> _Work instruction 1_
In the bedtime Bible story text, who recalls once asking God for help with math?
> _Work instruction 2_
Carry on the bedtime Bible story text from the point where it stops.

Thursday, March 10, 2011

Coming to the Well

    "An answered prayer," and I begin with just the title of the nightly Bible story.  This night little Arden lays his head down quietly, an aching finger, the wound from the brothers' wrestle-fest, cradled close.  I stop and ask if he's ever prayed and had God answer his prayer.  No.  We turn to Sam, high in the bunk bed, and, yes, Sam remembers once asking for help from God with math and he found God faithful.  Tonight we'll pray, I tell Arden, after the story we'll pray for that sore finger, and Arden's eyes are wet with tears.  He's five and he's tough, but hearing of his mom's love and the compassion of the Living God, he knows he's needy.
     So we read of Abraham burying his wife of years, and desiring a wife for Isaac.  We read of water drawn from ancient wells and women who carry pitchers on their head.  And Arden wonders why they would do that and not just use their hands.  We read of a faithful servant believing his master's God will help in a strange land, and bowing down in prayer, and God brings Rebekah.  Rebekah pours out water from her pitcher and the servant praises God.  God who hears prayer.

> _Provided material_
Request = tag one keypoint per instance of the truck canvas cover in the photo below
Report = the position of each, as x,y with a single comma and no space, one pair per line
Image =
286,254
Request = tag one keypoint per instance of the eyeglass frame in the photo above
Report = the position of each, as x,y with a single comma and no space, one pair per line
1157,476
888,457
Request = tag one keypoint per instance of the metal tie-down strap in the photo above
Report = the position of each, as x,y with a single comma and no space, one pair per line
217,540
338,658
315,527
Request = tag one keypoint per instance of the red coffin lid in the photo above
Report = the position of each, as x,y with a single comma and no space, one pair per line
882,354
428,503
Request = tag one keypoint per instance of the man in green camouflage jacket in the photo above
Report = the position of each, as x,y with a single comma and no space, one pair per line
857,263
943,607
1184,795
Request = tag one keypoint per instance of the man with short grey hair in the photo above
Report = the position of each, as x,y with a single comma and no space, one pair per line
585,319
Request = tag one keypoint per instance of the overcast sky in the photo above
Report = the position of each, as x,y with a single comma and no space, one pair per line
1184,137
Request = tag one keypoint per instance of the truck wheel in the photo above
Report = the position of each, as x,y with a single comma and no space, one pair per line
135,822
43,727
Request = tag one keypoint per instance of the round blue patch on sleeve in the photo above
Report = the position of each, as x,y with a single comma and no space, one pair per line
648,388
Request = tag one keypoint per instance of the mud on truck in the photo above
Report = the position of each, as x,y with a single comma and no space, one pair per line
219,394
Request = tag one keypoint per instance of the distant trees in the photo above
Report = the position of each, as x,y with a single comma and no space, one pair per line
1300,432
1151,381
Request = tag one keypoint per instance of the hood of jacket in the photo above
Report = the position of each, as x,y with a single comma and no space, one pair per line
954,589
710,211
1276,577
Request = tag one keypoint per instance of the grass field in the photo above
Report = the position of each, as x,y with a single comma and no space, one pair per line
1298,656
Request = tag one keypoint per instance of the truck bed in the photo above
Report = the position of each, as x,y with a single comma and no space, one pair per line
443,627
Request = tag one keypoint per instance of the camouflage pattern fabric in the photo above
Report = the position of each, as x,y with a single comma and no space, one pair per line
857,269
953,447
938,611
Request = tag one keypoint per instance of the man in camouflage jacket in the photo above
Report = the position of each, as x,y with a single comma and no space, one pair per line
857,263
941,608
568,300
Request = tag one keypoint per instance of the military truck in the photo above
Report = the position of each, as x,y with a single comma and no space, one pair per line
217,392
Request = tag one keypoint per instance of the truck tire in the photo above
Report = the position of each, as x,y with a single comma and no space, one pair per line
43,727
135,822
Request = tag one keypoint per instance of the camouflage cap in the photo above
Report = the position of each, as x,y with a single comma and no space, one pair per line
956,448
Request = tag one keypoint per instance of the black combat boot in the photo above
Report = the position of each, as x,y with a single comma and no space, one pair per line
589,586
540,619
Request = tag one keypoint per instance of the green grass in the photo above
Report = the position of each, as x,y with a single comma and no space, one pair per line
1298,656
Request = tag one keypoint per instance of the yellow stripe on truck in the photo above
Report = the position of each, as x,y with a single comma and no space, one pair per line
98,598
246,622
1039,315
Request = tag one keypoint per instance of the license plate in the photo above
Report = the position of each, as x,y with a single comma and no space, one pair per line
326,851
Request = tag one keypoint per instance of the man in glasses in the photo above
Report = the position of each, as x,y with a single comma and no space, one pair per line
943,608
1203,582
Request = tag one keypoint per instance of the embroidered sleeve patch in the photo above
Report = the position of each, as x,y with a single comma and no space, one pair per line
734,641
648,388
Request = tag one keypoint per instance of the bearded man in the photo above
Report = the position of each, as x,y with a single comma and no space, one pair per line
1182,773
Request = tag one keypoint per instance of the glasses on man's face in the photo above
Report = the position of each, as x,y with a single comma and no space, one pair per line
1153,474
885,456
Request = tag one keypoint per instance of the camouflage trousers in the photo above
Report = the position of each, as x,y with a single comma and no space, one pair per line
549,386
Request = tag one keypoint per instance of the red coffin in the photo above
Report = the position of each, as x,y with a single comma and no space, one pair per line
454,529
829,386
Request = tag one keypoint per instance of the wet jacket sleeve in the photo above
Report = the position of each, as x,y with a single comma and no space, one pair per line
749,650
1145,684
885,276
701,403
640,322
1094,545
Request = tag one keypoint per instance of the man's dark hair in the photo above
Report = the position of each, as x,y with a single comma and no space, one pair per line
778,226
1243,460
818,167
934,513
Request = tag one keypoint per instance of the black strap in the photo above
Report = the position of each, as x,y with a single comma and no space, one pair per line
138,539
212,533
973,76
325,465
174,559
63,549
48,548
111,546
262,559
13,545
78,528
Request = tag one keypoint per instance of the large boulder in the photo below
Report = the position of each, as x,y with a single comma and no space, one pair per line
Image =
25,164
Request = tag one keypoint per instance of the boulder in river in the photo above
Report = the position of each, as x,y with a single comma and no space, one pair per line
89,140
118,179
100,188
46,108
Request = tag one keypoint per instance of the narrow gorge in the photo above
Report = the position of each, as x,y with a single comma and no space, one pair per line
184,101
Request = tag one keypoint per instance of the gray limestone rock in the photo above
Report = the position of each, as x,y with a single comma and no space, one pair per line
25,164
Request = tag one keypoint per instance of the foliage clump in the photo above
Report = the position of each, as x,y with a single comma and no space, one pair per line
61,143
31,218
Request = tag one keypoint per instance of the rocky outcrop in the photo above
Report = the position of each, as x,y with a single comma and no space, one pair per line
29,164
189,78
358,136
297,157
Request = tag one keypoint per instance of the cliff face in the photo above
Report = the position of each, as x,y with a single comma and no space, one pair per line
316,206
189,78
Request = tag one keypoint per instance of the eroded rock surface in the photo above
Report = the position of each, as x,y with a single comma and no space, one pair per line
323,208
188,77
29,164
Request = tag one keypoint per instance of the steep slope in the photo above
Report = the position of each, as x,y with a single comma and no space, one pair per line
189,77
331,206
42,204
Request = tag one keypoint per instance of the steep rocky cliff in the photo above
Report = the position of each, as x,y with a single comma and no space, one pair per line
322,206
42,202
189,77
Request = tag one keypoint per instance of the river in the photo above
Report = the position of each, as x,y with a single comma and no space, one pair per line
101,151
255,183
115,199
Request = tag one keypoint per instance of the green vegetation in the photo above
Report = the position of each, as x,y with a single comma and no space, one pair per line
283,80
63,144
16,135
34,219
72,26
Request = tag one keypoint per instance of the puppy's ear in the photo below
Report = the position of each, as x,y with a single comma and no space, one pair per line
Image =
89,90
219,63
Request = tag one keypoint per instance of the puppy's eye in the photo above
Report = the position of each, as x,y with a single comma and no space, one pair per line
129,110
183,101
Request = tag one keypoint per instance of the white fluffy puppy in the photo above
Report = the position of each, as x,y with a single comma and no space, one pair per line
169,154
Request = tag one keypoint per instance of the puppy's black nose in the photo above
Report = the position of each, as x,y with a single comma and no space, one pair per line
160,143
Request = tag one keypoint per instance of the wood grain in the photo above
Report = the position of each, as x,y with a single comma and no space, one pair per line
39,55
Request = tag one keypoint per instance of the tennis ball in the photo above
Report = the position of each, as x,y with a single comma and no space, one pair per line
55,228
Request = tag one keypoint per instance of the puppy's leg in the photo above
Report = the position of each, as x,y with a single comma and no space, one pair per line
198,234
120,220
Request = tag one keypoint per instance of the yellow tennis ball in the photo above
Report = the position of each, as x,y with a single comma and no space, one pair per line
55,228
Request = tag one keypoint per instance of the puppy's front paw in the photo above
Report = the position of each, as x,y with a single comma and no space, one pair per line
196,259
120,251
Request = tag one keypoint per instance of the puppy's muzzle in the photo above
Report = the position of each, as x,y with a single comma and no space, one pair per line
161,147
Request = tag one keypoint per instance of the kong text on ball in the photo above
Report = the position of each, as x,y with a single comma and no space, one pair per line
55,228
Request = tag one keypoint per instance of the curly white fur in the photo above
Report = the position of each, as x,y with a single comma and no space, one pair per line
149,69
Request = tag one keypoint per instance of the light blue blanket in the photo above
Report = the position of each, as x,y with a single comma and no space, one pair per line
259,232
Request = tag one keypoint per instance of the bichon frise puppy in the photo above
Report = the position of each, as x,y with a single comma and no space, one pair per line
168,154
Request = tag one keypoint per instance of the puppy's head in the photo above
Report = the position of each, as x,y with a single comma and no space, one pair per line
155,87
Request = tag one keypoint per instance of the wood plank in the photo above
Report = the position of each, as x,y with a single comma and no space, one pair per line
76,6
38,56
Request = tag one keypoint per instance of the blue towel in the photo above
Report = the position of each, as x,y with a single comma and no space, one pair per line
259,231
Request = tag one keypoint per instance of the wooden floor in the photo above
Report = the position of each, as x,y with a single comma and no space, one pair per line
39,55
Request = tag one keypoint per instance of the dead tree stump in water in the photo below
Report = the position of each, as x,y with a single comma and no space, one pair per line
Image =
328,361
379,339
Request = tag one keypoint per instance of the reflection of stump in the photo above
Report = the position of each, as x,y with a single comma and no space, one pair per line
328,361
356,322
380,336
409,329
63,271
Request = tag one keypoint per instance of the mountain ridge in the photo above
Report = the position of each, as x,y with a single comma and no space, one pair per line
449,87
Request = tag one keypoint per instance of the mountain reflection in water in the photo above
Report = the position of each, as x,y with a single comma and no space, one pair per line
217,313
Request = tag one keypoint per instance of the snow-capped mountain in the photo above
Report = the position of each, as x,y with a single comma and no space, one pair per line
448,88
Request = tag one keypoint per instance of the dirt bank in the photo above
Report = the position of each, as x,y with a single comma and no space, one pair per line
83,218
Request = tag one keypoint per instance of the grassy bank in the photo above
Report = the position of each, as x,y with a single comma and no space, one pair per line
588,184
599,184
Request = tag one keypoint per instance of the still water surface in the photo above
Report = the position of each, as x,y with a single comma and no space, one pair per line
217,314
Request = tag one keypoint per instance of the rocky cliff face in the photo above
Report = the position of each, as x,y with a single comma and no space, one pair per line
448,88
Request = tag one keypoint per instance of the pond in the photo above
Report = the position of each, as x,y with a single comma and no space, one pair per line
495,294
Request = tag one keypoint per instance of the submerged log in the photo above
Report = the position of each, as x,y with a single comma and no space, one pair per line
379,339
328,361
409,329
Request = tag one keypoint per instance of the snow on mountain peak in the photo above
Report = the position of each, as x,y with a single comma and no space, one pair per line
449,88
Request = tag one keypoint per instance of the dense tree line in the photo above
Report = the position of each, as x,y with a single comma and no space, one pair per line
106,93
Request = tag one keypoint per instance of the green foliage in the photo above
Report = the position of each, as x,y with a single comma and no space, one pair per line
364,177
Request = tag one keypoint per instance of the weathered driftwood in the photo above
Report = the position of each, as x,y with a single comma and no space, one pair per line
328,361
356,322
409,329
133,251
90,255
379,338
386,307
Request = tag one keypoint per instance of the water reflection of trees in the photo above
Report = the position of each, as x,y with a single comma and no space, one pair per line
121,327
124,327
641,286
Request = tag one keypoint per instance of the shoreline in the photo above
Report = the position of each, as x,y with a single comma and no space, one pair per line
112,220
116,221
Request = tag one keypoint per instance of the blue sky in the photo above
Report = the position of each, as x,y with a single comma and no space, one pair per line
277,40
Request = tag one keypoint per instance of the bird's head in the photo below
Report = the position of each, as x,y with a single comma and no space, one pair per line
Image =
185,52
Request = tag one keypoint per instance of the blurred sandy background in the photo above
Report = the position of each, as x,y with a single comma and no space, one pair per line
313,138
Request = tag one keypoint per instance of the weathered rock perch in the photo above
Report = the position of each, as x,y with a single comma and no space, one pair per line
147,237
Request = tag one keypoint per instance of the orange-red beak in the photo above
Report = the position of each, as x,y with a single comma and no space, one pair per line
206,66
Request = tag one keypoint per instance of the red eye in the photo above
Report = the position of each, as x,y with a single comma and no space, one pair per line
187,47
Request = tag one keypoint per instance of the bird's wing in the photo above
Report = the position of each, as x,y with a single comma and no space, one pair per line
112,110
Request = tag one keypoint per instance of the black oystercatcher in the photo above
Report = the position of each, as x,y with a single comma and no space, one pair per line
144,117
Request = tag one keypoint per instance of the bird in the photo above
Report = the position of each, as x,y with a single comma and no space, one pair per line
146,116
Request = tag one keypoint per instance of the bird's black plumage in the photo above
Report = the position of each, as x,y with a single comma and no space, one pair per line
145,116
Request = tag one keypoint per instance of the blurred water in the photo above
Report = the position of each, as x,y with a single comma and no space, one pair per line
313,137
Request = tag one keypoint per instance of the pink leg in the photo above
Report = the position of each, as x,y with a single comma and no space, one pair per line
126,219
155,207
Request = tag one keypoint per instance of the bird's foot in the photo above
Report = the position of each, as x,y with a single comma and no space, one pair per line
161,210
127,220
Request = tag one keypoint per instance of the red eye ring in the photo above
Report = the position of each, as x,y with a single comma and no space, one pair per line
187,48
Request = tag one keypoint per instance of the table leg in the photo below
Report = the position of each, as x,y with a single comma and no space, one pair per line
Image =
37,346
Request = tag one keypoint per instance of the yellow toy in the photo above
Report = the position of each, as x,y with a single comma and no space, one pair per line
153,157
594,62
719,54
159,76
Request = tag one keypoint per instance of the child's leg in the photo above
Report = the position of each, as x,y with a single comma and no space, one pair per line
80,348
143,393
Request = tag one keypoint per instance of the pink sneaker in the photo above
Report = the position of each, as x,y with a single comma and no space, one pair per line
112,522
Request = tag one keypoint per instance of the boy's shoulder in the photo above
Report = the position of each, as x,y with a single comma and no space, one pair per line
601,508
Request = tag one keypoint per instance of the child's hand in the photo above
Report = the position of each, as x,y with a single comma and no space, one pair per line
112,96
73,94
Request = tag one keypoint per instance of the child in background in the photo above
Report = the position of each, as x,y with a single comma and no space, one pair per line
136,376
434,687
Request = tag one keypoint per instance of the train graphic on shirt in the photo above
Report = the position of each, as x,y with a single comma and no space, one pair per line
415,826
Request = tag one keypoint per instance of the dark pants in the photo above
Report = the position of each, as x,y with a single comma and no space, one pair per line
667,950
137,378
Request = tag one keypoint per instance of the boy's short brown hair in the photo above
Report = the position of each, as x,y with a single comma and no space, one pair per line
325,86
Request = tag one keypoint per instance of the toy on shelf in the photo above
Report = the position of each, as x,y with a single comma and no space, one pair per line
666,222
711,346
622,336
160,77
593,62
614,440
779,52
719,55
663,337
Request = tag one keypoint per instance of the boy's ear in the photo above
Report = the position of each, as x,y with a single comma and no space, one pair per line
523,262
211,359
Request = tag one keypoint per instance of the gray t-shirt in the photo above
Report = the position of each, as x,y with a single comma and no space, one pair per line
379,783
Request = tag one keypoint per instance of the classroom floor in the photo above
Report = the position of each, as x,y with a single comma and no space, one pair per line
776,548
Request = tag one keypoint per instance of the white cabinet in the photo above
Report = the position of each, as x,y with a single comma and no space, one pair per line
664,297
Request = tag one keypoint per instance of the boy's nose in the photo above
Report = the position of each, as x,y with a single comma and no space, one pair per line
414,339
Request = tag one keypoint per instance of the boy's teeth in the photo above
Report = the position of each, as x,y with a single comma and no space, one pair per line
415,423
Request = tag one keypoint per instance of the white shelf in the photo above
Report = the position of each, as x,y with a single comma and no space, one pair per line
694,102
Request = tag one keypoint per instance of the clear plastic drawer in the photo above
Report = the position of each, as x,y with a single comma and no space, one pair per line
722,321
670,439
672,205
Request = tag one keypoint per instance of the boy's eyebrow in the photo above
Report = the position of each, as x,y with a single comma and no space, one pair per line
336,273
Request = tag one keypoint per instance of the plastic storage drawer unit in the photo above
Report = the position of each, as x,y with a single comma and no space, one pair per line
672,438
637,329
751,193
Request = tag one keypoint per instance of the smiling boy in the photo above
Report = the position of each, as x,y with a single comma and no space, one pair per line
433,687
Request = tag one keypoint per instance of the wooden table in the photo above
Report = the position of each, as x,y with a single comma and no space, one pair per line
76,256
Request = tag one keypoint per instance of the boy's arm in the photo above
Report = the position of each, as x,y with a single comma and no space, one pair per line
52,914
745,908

> _Exercise answer 1_
Sam

> _Exercise answer 2_
     Are you like me?  Do you have those creeping moments of doubt when you wonder if your small concerns really matter to God?  I always know the biggies matter, though some people doubt even that.  But I have these nagging doubts that a sore finger and bad dreams are too small for the notice of such a big God.
     I pray in faith, He says He counts every hair, knows every sparrow, and names all the stars.  He's waiting for me, for us, as our Father holding good gifts in His hands.  We come, with eyes closed and a little hand in mine.  We pray for healing overnight, a protected heart and mind, and the coming of a Rebekah for each of these boys.  I trust God to provide water from the ancient wells, living water, bubbling over to eternal life.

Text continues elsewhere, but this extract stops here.